**WORK TO COMPLETE**
Beginning at the line that contains "Mark every instance of the tree with", reproduce every line to the end of the material without changing any of them.

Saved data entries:
--------------------

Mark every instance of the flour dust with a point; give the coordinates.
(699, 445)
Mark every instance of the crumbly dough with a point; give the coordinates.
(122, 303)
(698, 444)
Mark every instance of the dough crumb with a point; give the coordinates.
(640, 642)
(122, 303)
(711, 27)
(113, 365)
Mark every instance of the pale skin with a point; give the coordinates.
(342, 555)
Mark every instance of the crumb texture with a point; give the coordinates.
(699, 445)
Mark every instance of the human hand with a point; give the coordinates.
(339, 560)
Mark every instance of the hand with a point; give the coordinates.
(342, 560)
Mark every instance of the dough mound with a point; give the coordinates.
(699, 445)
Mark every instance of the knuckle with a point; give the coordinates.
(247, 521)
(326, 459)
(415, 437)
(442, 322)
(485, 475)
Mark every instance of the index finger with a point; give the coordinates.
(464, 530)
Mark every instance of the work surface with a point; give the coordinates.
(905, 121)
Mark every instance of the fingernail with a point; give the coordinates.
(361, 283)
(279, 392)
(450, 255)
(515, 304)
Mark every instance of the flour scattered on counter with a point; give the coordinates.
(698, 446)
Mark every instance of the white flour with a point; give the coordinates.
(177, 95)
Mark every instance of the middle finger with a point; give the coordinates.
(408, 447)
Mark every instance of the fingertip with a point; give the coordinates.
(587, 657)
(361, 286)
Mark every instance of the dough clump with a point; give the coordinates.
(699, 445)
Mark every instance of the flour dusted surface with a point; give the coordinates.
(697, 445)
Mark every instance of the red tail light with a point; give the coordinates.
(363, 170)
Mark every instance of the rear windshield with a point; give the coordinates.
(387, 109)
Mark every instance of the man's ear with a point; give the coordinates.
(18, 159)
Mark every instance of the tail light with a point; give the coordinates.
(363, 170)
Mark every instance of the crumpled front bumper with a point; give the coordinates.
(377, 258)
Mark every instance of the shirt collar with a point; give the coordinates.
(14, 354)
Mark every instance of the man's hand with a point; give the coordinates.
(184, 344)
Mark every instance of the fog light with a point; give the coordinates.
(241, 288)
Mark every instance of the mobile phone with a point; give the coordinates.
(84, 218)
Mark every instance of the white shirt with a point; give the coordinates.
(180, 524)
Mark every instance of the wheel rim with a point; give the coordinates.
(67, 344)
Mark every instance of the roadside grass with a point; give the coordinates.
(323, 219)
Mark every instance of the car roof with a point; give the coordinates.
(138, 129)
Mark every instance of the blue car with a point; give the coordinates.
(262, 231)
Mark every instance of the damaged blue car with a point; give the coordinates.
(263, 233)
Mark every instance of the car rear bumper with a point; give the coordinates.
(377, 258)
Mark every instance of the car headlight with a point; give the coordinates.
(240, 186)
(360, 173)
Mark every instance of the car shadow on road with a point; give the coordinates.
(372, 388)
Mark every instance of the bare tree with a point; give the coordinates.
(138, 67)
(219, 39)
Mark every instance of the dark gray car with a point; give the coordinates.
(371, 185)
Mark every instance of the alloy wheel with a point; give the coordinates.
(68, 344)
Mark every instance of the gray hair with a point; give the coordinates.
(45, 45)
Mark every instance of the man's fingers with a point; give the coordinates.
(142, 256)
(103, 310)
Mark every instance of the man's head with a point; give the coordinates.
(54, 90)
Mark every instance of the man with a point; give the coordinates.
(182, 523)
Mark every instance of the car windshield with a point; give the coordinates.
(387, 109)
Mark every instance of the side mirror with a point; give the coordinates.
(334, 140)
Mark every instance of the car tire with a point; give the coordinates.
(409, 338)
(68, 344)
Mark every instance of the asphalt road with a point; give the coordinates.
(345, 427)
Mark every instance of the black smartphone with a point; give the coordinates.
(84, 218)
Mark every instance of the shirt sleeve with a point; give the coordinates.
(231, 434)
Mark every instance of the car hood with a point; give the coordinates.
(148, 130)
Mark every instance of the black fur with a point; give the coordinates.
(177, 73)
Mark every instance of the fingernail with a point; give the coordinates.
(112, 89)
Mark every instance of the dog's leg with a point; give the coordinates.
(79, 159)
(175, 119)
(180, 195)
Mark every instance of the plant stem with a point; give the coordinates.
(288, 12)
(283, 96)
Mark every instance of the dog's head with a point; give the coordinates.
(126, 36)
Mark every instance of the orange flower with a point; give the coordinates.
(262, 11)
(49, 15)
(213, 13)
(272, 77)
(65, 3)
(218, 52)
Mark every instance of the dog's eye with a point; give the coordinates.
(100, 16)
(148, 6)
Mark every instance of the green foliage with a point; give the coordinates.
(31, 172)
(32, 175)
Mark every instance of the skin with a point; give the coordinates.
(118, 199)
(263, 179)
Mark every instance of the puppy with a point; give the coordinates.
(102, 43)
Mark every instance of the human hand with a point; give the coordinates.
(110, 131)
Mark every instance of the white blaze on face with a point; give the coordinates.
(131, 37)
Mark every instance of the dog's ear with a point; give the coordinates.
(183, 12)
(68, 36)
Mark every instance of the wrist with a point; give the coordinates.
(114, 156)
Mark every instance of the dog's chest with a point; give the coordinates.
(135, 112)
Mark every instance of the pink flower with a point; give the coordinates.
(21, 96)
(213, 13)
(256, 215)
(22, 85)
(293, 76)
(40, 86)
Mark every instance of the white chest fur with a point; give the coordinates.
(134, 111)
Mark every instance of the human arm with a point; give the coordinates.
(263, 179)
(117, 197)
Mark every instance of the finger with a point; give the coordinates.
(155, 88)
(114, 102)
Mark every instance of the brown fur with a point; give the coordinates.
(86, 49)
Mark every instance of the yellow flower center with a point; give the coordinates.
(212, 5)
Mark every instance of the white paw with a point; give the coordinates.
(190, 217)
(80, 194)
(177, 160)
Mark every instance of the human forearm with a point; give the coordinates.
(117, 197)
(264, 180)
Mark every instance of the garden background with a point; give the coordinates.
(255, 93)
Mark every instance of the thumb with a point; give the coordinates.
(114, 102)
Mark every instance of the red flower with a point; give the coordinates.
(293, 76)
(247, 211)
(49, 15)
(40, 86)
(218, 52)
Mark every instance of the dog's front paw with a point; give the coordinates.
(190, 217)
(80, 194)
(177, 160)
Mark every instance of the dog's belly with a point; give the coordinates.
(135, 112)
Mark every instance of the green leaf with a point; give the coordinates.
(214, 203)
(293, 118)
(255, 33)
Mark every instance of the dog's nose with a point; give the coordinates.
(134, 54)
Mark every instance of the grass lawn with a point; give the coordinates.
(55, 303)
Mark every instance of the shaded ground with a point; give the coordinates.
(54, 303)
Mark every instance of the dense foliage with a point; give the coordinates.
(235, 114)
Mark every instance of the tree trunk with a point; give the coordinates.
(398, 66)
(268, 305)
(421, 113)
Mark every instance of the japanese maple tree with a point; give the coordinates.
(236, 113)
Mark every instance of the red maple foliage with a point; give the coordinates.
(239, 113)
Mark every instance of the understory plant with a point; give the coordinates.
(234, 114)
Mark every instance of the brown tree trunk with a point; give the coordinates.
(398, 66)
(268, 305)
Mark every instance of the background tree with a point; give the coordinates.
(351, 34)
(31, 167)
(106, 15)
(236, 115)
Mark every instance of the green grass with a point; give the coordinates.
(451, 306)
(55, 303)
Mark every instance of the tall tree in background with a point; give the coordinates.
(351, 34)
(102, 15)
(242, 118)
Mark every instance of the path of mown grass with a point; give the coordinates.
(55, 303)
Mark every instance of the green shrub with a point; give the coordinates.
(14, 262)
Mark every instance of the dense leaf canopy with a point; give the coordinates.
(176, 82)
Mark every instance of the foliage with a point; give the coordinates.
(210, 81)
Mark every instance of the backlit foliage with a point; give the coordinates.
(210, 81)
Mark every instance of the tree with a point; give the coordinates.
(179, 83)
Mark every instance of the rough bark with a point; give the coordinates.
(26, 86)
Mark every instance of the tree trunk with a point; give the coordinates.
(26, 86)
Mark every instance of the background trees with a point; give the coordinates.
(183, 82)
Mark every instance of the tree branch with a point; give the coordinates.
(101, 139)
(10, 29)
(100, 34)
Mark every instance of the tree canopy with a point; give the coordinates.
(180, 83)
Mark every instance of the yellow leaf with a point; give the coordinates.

--------------------

**RESPONSE**
Mark every instance of the tree with a point; give the coordinates.
(179, 83)
Mark every instance of the rough bark with a point; give the coordinates.
(26, 86)
Mark every instance of the tree trunk with a point; give the coordinates.
(26, 86)
Mark every instance of the background trees with a point; give the coordinates.
(183, 82)
Mark every instance of the tree branch with a point; give the coordinates.
(101, 139)
(10, 29)
(100, 34)
Mark every instance of the tree canopy with a point; give the coordinates.
(180, 83)
Mark every instance of the yellow leaf with a point; give the coordinates.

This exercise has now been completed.